▸ **TEKS BACAAN**

Metode behavioristik ini sangat cocok untuk perolehan kemampaun yang
membuthkan praktek dan pembiasaan yang mengandung unsur-unsur seperti: Kecepatan,
spontanitas, kelenturan, reflek, daya tahan dan sebagainya, contohnya: percakapan
bahasa asing, mengetik, menari, menggunakan komputer, berenang, olahraga dan
sebagainya. Teori ini juga cocok diterapkan untuk melatih anak-anak yang masih
membutuhkan dominansi peran orang dewasa, suka mengulangi dan harus dibiasakan,
suka meniru dan senang dengan bentuk-bentuk penghargaan langsung seperti diberi
permen atau pujian.[6]
B.

▸ **CUPLIKAN DATA**
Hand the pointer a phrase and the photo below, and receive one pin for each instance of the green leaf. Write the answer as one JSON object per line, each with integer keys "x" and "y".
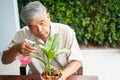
{"x": 60, "y": 51}
{"x": 52, "y": 41}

▸ **DAFTAR TUGAS**
(A) Dalam teks bacaan tentang metode behavioristik, kemampuan apa saja yang disebut sebagai contoh yang cocok diperoleh dengan metode ini?
(B) Teruskan teks bacaan tentang metode behavioristik dari bagian terakhirnya.

▸ **HASIL TUGAS**
(A) Contohnya adalah percakapan bahasa asing, mengetik, menari, menggunakan komputer, berenang, dan olahraga.

(B)
Psikologi Sebagai Ilmu Pengetahuan Tingkah Laku
Dalam
pendekatannya terhadap studi tentang manusia, Skinner beranggapan bahwa seluruh
tingkah laku ditemukan oleh aturan-aturan, bisa diramalkan, dan bisa dibawa ke
dalam kontrol lingkungan atau bisa dikendalikan. Memahami tingkah laku adalah
dengan mengendalikannya, dan sebaliknya. Dengan tegas Skinner menolak anggapan
bahwa manusia adalah makhluk yang bebas berkehendak, atau anggapan bahwa
tingkah laku bisa muncul tanpa sebab. Manusia, dengan sistem-sistemnya, adalah
mesin yang rumit. Meski Skinner bukan ahli psikologi pertama yang mengujukan
pendekatan mekanistis dalam mempelajari manusia (Watson, pendiri behaviorisme,
menganjurkan rekan-rekannya sesama ahli psikologi untuk membuang konsep-konsep
mentalistik pada tahun 1920-an), formulasinya merupakan kekecualian yang luar
biasa dalam arti, bahwa Skinner membawa gagasan-gagasnnya, kepada
kesimpulan-kesimpulan logika. Bagi Skinner, ilmu pengetahuan tentang tingkah
laku manusia, yakni psikologi, pada dasarnya tidak berbeda dengan ilmu
pengetahuan lainnya yang berorientasi kepada data.
Tujuan ilmu-ilmu
pengetahuan itu sama, yakni meramalkan dan mengendalikan fenomena yang
dipelajari (dalam psikologi Skinner, fenomena yang dipelajari itu adalah
tingkah laku yang nampak). Skinner menambahkan bahwa seluuh ilmu pengetahuan
berkembang dai sederhana menuju kompleks, dan oleh karenanya logis mempelajari
infahuman (tikus atau merpati) sebelum mempelajari manusia.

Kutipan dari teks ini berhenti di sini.